→ Stated task: Repeat the lines below word for word, leaving out the pictures.

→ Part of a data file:
----------
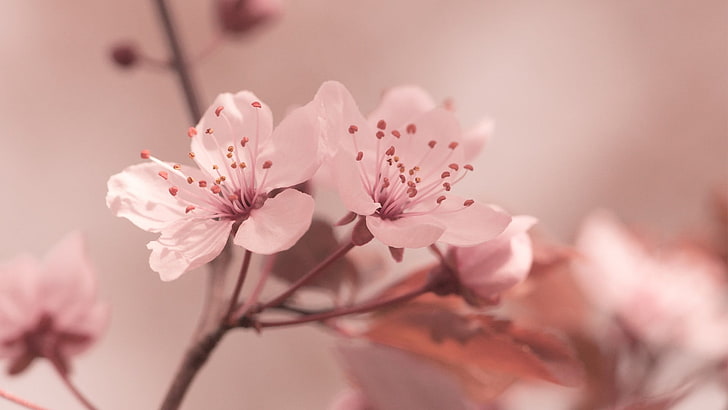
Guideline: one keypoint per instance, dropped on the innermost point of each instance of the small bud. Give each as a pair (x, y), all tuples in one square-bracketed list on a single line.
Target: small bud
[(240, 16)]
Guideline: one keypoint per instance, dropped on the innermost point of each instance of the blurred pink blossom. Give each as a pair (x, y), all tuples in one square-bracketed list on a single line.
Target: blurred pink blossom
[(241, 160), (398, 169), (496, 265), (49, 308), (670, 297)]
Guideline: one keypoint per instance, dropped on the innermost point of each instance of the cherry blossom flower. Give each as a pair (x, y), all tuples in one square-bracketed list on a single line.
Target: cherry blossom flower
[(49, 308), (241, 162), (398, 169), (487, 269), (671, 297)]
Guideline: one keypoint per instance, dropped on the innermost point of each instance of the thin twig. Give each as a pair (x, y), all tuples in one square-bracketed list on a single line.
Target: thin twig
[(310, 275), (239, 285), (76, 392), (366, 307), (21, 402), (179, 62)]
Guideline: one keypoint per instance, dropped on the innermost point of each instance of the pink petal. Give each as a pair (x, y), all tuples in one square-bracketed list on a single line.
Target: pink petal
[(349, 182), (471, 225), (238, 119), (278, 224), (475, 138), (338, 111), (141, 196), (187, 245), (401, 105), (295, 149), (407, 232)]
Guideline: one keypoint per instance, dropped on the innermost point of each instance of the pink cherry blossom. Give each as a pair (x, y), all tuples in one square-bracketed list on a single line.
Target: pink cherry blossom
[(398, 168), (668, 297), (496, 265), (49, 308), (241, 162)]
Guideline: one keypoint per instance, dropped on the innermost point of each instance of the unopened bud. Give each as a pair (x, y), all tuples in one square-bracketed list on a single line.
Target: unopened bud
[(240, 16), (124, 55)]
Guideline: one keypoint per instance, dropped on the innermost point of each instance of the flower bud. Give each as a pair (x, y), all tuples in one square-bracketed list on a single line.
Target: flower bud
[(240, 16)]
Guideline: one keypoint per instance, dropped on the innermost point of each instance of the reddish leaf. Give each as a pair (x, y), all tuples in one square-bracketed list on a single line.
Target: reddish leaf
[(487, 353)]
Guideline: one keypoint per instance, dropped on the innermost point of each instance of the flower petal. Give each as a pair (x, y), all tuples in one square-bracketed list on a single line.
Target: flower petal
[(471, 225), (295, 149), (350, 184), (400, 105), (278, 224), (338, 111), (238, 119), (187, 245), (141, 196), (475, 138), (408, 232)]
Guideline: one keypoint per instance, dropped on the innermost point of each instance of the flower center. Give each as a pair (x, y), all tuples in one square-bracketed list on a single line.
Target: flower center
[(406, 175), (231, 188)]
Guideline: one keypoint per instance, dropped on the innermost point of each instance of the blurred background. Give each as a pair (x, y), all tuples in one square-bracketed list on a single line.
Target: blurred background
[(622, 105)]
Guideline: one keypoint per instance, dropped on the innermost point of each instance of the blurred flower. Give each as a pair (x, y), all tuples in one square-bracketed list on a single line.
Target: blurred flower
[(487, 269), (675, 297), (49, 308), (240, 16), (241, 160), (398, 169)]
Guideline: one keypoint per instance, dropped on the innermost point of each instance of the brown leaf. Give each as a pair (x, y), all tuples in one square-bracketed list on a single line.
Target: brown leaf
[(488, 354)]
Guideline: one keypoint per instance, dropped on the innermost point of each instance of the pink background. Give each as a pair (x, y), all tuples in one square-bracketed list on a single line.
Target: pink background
----------
→ Task solution:
Guideline: one keypoint per instance, dropped on the innermost point of each instance of the small bud. Give each as a pair (x, y), all tuples in one square-bracketed list on a single line.
Target: small bud
[(240, 16)]
Guideline: one keypoint per instance, dropped on the innermost point of each instance of the blurred pink blossom. Give each as a pair (x, y), all tuples in one square-bracketed list on a single line.
Target: blurred pink blossom
[(241, 160), (398, 169), (496, 265), (49, 308), (670, 297)]
Guideline: one keypoint per instance, dropped on the innermost point of each instance of the cherry blossom flower. Give each as a pair (x, y), all tuples in one square-bracketed list on a single line.
Target: cherry blossom flower
[(49, 308), (241, 162), (398, 169), (487, 269), (671, 297)]
Guideline: one keypoint per instance, dropped on the innermost point of each instance of the thin twig. Give each as a pair (x, y), all tuples in one square-bracketed list on a single line.
Target: thin twig
[(310, 275), (239, 285), (76, 392), (366, 307), (21, 402), (179, 62)]
Guideline: one keypoint per instance, dropped on the innermost point of each instance of the pink petal. Give each as a pair (x, y), all tuples in one square-bracketed list on a single line.
Target: pink petal
[(349, 182), (471, 225), (238, 119), (278, 224), (475, 138), (338, 111), (141, 196), (187, 245), (401, 105), (295, 149), (407, 232)]
Guideline: one keypoint per instance, dropped on the innermost point of each instance of the pink cherry blossom. Give each as a pair (x, y), all tuples in one square-bracketed list on a single line.
Target: pink cherry blossom
[(398, 168), (668, 297), (496, 265), (49, 308), (241, 162)]
Guideline: one keypoint per instance, dropped on the innermost point of each instance of the unopened bud. Give each as a pair (x, y), all tuples in one square-bracketed list on a single line.
Target: unopened bud
[(240, 16), (124, 55)]
Guideline: one keypoint per instance, dropped on the innermost point of each instance of the flower bud. Give each as a pair (x, y), all tuples in one square-bracketed list on a single line.
Target: flower bud
[(240, 16)]
Guideline: one keypoint per instance, dropped on the innermost point of each instance of the reddish leaf. Give each as a pair (x, y), all tuples in one square-bracketed list on a single line.
Target: reddish leaf
[(487, 353)]
Guideline: one keypoint per instance, dropped on the innermost point of each instance of the flower petal. Give each as a pair (x, y), all tuples in one square-bracketed list on a single line.
Target: flower petal
[(471, 225), (295, 149), (350, 184), (400, 105), (278, 224), (338, 111), (238, 119), (187, 245), (141, 196), (475, 138), (408, 232)]
Guideline: one keypoint per instance, dropped on the innermost point of each instance of the flower center. Give each as a pair (x, y), all tuples in one square-bracketed list on a single line.
Target: flower center
[(406, 175), (231, 188)]
Guideline: one keypoint per instance, dropped on the innermost point of each instance of the blurred background. Give each as a pair (x, y), all tuples in one square-bracketed list on a single line.
Target: blurred background
[(622, 105)]
Guideline: one keypoint per instance, dropped on the innermost point of each instance of the blurred flower. Give each as a pair (x, y), all tuples in one square-bracketed list on a single line.
Target: blurred flower
[(487, 269), (675, 297), (49, 308), (240, 16), (241, 160), (398, 169)]
Guideline: one keypoint per instance, dropped on the innermost point of each instance of the brown leaf. Give each as a pair (x, y), all tuples in one square-bracketed list on a single line.
Target: brown leaf
[(488, 354)]
Guideline: one keypoint per instance, dropped on the innermost point of each instance of the pink background. Give each as a pair (x, y), all tuples in one square-bracketed list on a single line.
Target: pink background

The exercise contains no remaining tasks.